* Begin SUPPLIED RECORDS *

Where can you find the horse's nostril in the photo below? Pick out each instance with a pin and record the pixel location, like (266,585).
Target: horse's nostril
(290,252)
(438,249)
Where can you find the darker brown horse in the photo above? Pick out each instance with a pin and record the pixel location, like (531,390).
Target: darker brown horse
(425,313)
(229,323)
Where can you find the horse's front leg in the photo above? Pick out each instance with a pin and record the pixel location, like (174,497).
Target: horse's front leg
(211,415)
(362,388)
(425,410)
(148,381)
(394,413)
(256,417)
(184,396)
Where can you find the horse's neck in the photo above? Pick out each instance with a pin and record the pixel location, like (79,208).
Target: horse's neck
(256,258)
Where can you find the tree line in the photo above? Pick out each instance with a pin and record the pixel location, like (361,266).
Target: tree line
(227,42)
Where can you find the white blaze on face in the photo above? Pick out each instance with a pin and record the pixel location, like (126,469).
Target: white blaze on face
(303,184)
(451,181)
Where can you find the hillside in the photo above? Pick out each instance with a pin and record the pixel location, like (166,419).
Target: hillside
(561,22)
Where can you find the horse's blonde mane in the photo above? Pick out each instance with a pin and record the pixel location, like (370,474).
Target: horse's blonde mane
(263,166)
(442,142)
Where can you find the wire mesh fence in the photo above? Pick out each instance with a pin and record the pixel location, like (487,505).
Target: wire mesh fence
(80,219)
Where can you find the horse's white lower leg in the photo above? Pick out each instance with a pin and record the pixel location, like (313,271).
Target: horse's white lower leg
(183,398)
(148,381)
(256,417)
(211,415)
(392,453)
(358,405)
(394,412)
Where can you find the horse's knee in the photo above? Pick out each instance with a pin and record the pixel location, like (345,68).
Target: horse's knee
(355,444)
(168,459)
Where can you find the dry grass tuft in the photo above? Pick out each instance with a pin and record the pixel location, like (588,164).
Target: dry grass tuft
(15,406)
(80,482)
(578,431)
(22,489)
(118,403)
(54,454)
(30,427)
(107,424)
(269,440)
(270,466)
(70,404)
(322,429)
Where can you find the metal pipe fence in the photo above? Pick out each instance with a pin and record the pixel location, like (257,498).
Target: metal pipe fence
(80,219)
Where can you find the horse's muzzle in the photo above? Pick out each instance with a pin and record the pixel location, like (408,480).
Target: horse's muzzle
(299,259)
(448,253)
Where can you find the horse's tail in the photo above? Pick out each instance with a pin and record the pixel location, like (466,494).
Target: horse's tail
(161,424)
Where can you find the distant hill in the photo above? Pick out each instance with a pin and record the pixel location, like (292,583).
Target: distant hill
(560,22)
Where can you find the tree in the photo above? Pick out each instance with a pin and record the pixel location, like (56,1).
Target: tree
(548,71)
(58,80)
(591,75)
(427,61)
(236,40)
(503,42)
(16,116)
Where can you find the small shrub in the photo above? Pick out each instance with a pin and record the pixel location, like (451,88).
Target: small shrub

* End SUPPLIED RECORDS *

GIVEN PROBLEM: Lay out the data above as a Markdown table with the columns "Row" and "Line," giving each line its row number and leaving out any blank lines.

RESPONSE FOR THIS EXERCISE:
| Row | Line |
|---|---|
| 1 | Where can you find the horse's nostril in the photo below? Pick out each instance with a pin and record the pixel location, like (266,585). |
| 2 | Target: horse's nostril |
| 3 | (290,252) |
| 4 | (438,249) |
| 5 | Where can you find the darker brown horse in the photo above? Pick out each instance with a pin and record the pixel location, like (531,390). |
| 6 | Target: darker brown horse |
| 7 | (425,313) |
| 8 | (229,323) |
| 9 | Where can you find the horse's front leg in the photo above? Pick out each instance with a pin and record the pixel location, like (174,497). |
| 10 | Target: horse's front leg |
| 11 | (211,415) |
| 12 | (362,388) |
| 13 | (425,410) |
| 14 | (148,381) |
| 15 | (394,413) |
| 16 | (256,417) |
| 17 | (184,396) |
| 18 | Where can you find the horse's neck in the photo above? Pick out each instance with a pin and record the pixel location, like (79,208). |
| 19 | Target: horse's neck |
| 20 | (256,258) |
| 21 | Where can you find the tree line in the photo above? Pick out each instance with a pin and record the pixel location, like (361,266). |
| 22 | Target: tree line |
| 23 | (227,42) |
| 24 | Where can you find the white blaze on face in the photo above? Pick out each instance with a pin and record the pixel location, like (126,469). |
| 25 | Target: white blaze on face |
| 26 | (303,184) |
| 27 | (451,181) |
| 28 | Where can you find the hillside in the photo above? Pick out each instance with a pin and record the pixel location, like (166,419). |
| 29 | Target: hillside |
| 30 | (561,22) |
| 31 | Where can you find the horse's blonde mane in the photo above? Pick out each instance with a pin and record the pixel location, like (370,474). |
| 32 | Target: horse's blonde mane |
| 33 | (263,166) |
| 34 | (442,142) |
| 35 | Where can you find the wire mesh fence in the photo above? Pick out each instance with a pin and record the pixel location, like (487,505). |
| 36 | Target: wire mesh fence |
| 37 | (80,219) |
| 38 | Where can you find the horse's white lower leg in the photo above? Pick out each instance with a pin and record the pixel location, like (313,271). |
| 39 | Target: horse's white lower leg |
| 40 | (183,398) |
| 41 | (148,381) |
| 42 | (256,417) |
| 43 | (211,415) |
| 44 | (392,453) |
| 45 | (358,405) |
| 46 | (394,412) |
| 47 | Where can you find the horse's knee in the photo above? Pick out each instance with a pin and record the pixel location, like (345,68). |
| 48 | Target: horse's knee |
| 49 | (355,444) |
| 50 | (168,459) |
| 51 | Where can you find the dry grass tuft in the photo above? Pick out each instance with a pin and record the pixel location, like (588,164). |
| 52 | Target: dry grass tuft |
| 53 | (15,406) |
| 54 | (80,482) |
| 55 | (578,431) |
| 56 | (22,489) |
| 57 | (118,403) |
| 58 | (54,454) |
| 59 | (30,427) |
| 60 | (107,424) |
| 61 | (269,440) |
| 62 | (270,466) |
| 63 | (70,404) |
| 64 | (322,429) |
| 65 | Where can you find the metal pipe fence in the photo above? Pick out each instance with a pin and record the pixel location, like (257,498). |
| 66 | Target: metal pipe fence |
| 67 | (80,219) |
| 68 | Where can you find the horse's muzzle in the photo above? Pick out each instance with a pin and record the pixel location, like (408,480). |
| 69 | Target: horse's muzzle |
| 70 | (299,259) |
| 71 | (448,253) |
| 72 | Where can you find the horse's tail in the photo above? Pick out each instance with a pin and record the pixel location, like (466,494). |
| 73 | Target: horse's tail |
| 74 | (161,424) |
| 75 | Where can you find the distant hill in the photo above? Pick out each instance with a pin and record the pixel location, like (292,583). |
| 76 | Target: distant hill |
| 77 | (560,22) |
| 78 | Where can you find the tree in the photo above? Pick out each instance with a pin and record the pixel location, like (56,1). |
| 79 | Target: tree |
| 80 | (548,71) |
| 81 | (58,80) |
| 82 | (591,75) |
| 83 | (427,61) |
| 84 | (236,40) |
| 85 | (503,42) |
| 86 | (16,116) |
| 87 | Where can you find the small shrub in the photo above? Pick out each instance with a pin and record the pixel location, like (451,88). |
| 88 | Target: small shrub |